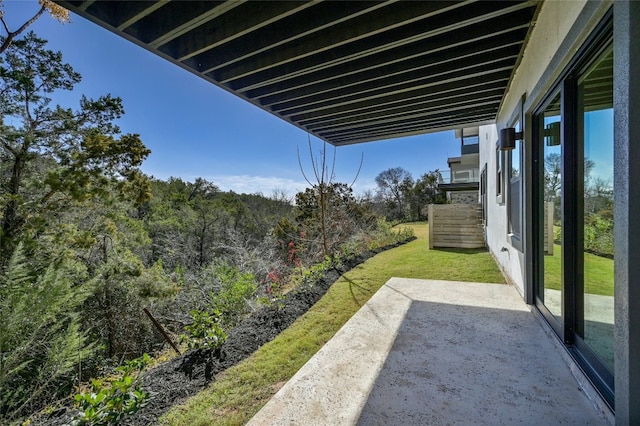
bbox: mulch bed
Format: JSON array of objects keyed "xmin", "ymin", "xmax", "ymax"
[{"xmin": 40, "ymin": 238, "xmax": 414, "ymax": 425}]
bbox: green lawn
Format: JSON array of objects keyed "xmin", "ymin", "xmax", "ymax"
[
  {"xmin": 543, "ymin": 244, "xmax": 614, "ymax": 296},
  {"xmin": 160, "ymin": 222, "xmax": 505, "ymax": 426}
]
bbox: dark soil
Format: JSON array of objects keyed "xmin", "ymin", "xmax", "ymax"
[{"xmin": 39, "ymin": 238, "xmax": 415, "ymax": 426}]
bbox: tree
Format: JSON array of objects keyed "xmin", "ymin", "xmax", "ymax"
[
  {"xmin": 544, "ymin": 153, "xmax": 561, "ymax": 202},
  {"xmin": 0, "ymin": 245, "xmax": 92, "ymax": 420},
  {"xmin": 406, "ymin": 171, "xmax": 445, "ymax": 221},
  {"xmin": 0, "ymin": 0, "xmax": 69, "ymax": 54},
  {"xmin": 144, "ymin": 178, "xmax": 229, "ymax": 270},
  {"xmin": 375, "ymin": 167, "xmax": 412, "ymax": 221},
  {"xmin": 0, "ymin": 32, "xmax": 151, "ymax": 265},
  {"xmin": 287, "ymin": 182, "xmax": 374, "ymax": 264},
  {"xmin": 297, "ymin": 135, "xmax": 362, "ymax": 257}
]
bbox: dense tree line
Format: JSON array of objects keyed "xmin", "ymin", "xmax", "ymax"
[
  {"xmin": 372, "ymin": 166, "xmax": 446, "ymax": 222},
  {"xmin": 545, "ymin": 153, "xmax": 613, "ymax": 257}
]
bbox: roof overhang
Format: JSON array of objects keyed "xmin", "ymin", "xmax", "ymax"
[
  {"xmin": 447, "ymin": 156, "xmax": 462, "ymax": 166},
  {"xmin": 54, "ymin": 1, "xmax": 540, "ymax": 146}
]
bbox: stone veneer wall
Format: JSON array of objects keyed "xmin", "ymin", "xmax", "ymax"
[{"xmin": 448, "ymin": 191, "xmax": 478, "ymax": 204}]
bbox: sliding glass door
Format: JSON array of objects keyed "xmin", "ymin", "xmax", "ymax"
[
  {"xmin": 533, "ymin": 27, "xmax": 613, "ymax": 407},
  {"xmin": 577, "ymin": 45, "xmax": 614, "ymax": 375}
]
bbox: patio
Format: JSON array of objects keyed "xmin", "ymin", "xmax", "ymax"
[{"xmin": 248, "ymin": 278, "xmax": 612, "ymax": 425}]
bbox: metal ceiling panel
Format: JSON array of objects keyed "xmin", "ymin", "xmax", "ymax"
[{"xmin": 55, "ymin": 0, "xmax": 540, "ymax": 145}]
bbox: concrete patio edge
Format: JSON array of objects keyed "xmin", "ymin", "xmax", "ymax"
[{"xmin": 248, "ymin": 278, "xmax": 611, "ymax": 425}]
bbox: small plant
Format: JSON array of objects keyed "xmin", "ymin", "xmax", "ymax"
[
  {"xmin": 395, "ymin": 226, "xmax": 415, "ymax": 241},
  {"xmin": 181, "ymin": 309, "xmax": 228, "ymax": 350},
  {"xmin": 71, "ymin": 354, "xmax": 151, "ymax": 425},
  {"xmin": 210, "ymin": 267, "xmax": 258, "ymax": 327},
  {"xmin": 337, "ymin": 241, "xmax": 360, "ymax": 264},
  {"xmin": 301, "ymin": 256, "xmax": 334, "ymax": 284},
  {"xmin": 262, "ymin": 267, "xmax": 287, "ymax": 310}
]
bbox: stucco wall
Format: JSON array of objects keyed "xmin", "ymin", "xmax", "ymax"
[{"xmin": 478, "ymin": 125, "xmax": 525, "ymax": 294}]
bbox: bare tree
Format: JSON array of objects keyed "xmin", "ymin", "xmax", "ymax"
[{"xmin": 297, "ymin": 135, "xmax": 362, "ymax": 257}]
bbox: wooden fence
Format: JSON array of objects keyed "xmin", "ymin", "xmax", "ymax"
[{"xmin": 428, "ymin": 204, "xmax": 484, "ymax": 249}]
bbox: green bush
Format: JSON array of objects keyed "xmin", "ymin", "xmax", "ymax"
[
  {"xmin": 209, "ymin": 265, "xmax": 257, "ymax": 328},
  {"xmin": 584, "ymin": 214, "xmax": 614, "ymax": 257},
  {"xmin": 302, "ymin": 256, "xmax": 335, "ymax": 284},
  {"xmin": 181, "ymin": 309, "xmax": 228, "ymax": 351},
  {"xmin": 180, "ymin": 263, "xmax": 256, "ymax": 349},
  {"xmin": 71, "ymin": 354, "xmax": 150, "ymax": 425}
]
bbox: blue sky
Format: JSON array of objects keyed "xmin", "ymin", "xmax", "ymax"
[
  {"xmin": 584, "ymin": 109, "xmax": 614, "ymax": 186},
  {"xmin": 2, "ymin": 1, "xmax": 460, "ymax": 197}
]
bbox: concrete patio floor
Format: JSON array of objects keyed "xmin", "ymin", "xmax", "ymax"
[{"xmin": 248, "ymin": 278, "xmax": 613, "ymax": 425}]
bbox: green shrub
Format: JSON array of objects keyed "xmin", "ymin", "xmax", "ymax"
[
  {"xmin": 584, "ymin": 214, "xmax": 614, "ymax": 257},
  {"xmin": 301, "ymin": 256, "xmax": 334, "ymax": 284},
  {"xmin": 209, "ymin": 265, "xmax": 257, "ymax": 328},
  {"xmin": 71, "ymin": 354, "xmax": 150, "ymax": 425},
  {"xmin": 181, "ymin": 309, "xmax": 228, "ymax": 351}
]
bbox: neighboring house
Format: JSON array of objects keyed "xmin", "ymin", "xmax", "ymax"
[
  {"xmin": 438, "ymin": 127, "xmax": 480, "ymax": 204},
  {"xmin": 55, "ymin": 1, "xmax": 640, "ymax": 422}
]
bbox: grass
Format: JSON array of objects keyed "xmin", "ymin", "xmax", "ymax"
[
  {"xmin": 543, "ymin": 244, "xmax": 614, "ymax": 296},
  {"xmin": 159, "ymin": 222, "xmax": 505, "ymax": 426}
]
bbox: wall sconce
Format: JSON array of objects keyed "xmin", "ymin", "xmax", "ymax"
[{"xmin": 499, "ymin": 127, "xmax": 523, "ymax": 151}]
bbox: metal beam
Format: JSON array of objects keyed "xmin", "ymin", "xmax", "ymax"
[
  {"xmin": 259, "ymin": 45, "xmax": 521, "ymax": 109},
  {"xmin": 290, "ymin": 75, "xmax": 511, "ymax": 124},
  {"xmin": 222, "ymin": 13, "xmax": 528, "ymax": 96},
  {"xmin": 245, "ymin": 27, "xmax": 525, "ymax": 100},
  {"xmin": 54, "ymin": 0, "xmax": 539, "ymax": 146},
  {"xmin": 214, "ymin": 1, "xmax": 534, "ymax": 87},
  {"xmin": 201, "ymin": 1, "xmax": 400, "ymax": 75},
  {"xmin": 318, "ymin": 103, "xmax": 499, "ymax": 140},
  {"xmin": 299, "ymin": 82, "xmax": 507, "ymax": 128},
  {"xmin": 117, "ymin": 1, "xmax": 169, "ymax": 31},
  {"xmin": 308, "ymin": 93, "xmax": 504, "ymax": 134},
  {"xmin": 149, "ymin": 1, "xmax": 246, "ymax": 48},
  {"xmin": 329, "ymin": 114, "xmax": 496, "ymax": 145},
  {"xmin": 274, "ymin": 60, "xmax": 515, "ymax": 117},
  {"xmin": 204, "ymin": 1, "xmax": 464, "ymax": 78}
]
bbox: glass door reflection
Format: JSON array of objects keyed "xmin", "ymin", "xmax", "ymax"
[
  {"xmin": 541, "ymin": 91, "xmax": 563, "ymax": 325},
  {"xmin": 578, "ymin": 45, "xmax": 614, "ymax": 373}
]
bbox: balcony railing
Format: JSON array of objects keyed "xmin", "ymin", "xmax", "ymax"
[
  {"xmin": 461, "ymin": 143, "xmax": 480, "ymax": 155},
  {"xmin": 439, "ymin": 168, "xmax": 480, "ymax": 184}
]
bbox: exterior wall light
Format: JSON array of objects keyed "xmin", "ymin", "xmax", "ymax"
[{"xmin": 499, "ymin": 127, "xmax": 523, "ymax": 151}]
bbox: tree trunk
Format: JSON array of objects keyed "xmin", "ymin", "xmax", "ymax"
[
  {"xmin": 319, "ymin": 186, "xmax": 329, "ymax": 257},
  {"xmin": 102, "ymin": 237, "xmax": 116, "ymax": 358}
]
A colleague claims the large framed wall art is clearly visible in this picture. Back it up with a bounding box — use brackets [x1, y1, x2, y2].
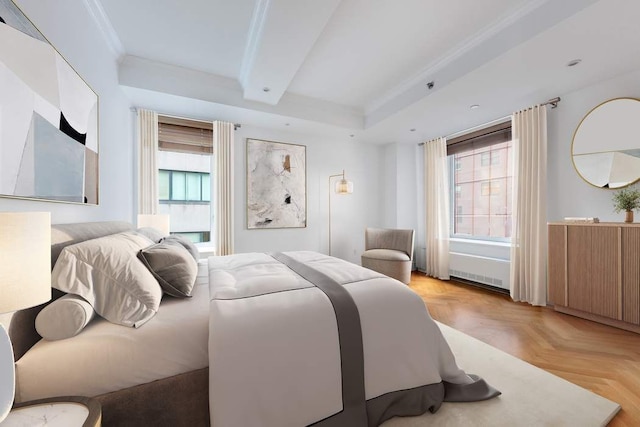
[0, 0, 99, 204]
[246, 138, 306, 229]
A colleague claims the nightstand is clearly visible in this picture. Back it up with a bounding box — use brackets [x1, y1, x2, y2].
[3, 396, 101, 427]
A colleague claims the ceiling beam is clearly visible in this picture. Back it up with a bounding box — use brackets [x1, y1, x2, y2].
[239, 0, 342, 105]
[119, 55, 363, 129]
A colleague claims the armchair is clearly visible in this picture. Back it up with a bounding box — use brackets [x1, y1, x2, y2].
[361, 228, 415, 285]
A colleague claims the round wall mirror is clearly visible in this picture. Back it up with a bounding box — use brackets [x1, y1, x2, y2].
[572, 97, 640, 189]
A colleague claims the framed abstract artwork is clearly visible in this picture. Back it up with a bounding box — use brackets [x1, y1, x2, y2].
[0, 0, 99, 204]
[246, 138, 306, 229]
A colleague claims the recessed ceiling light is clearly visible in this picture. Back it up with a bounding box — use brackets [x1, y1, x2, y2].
[470, 104, 480, 110]
[263, 87, 271, 92]
[567, 59, 582, 67]
[410, 128, 416, 132]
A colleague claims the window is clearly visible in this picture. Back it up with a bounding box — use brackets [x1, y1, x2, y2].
[157, 115, 213, 243]
[480, 151, 501, 167]
[171, 231, 211, 243]
[159, 170, 210, 203]
[481, 152, 491, 167]
[448, 122, 512, 240]
[480, 180, 501, 196]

WHAT THE EXERCISE ASKS: Set down, exactly and in full, the lines from the one containing "A colleague claims the recessed" through the end of the entries; no other line belongs.

EXERCISE RESULT:
A colleague claims the recessed ceiling light is clearly visible in this picture. Back it up with a bounding box — use brackets [x1, y1, x2, y2].
[470, 104, 480, 110]
[263, 87, 271, 92]
[567, 59, 582, 67]
[410, 128, 416, 132]
A colleague claims the window is clearly visible in this picture. Back it up with a bounding box — use brackets [x1, y1, x2, y2].
[157, 115, 213, 243]
[480, 151, 501, 167]
[171, 231, 211, 243]
[159, 170, 210, 203]
[481, 152, 491, 167]
[448, 122, 512, 240]
[480, 180, 501, 196]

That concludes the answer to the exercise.